• **EXERCISE REQUIREMENTS**
Look through the data and write out every line with the word "orange" in it.

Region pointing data
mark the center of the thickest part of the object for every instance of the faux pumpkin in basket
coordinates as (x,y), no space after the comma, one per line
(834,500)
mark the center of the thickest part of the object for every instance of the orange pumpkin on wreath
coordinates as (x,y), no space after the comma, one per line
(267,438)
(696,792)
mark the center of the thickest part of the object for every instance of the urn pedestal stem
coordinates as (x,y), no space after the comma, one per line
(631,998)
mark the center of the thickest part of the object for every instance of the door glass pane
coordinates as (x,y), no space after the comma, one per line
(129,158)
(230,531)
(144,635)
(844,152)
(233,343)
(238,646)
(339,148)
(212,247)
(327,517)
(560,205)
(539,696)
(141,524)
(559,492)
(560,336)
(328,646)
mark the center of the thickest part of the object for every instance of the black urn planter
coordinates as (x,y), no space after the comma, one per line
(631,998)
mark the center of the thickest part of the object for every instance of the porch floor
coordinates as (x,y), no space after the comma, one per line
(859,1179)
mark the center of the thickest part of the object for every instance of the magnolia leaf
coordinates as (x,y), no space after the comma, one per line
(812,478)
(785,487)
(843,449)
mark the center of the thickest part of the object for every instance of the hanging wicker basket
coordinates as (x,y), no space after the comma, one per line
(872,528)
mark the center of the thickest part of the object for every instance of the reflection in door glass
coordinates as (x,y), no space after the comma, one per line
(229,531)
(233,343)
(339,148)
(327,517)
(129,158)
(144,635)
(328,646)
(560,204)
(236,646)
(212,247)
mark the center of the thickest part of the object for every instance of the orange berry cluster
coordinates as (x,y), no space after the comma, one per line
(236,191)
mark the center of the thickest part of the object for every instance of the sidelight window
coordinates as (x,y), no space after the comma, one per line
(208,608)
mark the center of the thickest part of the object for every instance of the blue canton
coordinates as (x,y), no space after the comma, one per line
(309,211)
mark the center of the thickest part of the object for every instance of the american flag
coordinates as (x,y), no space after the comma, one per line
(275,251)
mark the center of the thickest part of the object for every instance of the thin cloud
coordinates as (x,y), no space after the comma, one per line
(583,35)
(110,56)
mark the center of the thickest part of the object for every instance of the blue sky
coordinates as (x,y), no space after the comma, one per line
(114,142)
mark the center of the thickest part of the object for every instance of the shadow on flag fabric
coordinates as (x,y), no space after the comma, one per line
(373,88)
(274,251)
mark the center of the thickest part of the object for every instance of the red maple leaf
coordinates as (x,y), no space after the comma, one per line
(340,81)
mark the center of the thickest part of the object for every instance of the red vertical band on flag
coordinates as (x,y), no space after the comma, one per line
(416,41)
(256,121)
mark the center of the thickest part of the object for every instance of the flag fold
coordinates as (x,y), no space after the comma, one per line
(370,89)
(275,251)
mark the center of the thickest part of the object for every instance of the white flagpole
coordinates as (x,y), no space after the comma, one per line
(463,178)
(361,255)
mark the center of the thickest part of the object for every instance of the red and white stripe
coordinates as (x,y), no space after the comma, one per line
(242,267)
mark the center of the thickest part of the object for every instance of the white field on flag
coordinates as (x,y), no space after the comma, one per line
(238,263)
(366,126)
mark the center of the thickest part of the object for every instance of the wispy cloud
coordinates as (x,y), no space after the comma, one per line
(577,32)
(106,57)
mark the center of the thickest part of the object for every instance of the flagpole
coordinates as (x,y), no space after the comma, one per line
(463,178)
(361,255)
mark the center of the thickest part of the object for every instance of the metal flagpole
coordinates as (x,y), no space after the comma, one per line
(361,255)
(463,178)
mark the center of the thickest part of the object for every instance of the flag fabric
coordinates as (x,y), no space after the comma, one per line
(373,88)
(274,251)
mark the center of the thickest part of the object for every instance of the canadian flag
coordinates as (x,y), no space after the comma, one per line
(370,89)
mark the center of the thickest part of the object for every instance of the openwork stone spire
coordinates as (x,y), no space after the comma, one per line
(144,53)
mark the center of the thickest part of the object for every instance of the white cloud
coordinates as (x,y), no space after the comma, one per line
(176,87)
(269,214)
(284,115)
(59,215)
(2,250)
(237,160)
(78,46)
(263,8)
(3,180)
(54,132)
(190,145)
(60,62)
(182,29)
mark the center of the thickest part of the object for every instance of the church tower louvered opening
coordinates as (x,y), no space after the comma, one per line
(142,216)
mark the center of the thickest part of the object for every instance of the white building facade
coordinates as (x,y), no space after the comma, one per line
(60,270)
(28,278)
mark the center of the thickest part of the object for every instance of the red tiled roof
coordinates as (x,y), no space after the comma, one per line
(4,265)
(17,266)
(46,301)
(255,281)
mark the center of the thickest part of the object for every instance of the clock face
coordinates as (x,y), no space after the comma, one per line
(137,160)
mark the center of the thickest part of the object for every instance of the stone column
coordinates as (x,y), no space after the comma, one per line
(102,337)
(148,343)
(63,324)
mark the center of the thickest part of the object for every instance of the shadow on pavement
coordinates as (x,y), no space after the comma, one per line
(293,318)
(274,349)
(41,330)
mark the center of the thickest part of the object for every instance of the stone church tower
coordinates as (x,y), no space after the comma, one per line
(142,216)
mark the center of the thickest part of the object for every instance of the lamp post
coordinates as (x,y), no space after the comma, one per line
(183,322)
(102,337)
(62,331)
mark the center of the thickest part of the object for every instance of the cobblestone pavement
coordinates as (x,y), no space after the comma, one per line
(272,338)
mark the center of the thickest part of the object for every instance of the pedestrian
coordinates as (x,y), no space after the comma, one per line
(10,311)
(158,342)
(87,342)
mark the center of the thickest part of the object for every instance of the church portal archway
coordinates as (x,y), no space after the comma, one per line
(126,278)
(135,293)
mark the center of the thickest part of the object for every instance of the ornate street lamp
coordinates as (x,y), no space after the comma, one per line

• **RESULT OF THIS TASK**
mark the center of the thickest part of the object for every instance of the orange pumpkin on wreath
mark the center of the thickest part of the object for every instance of the orange berry cluster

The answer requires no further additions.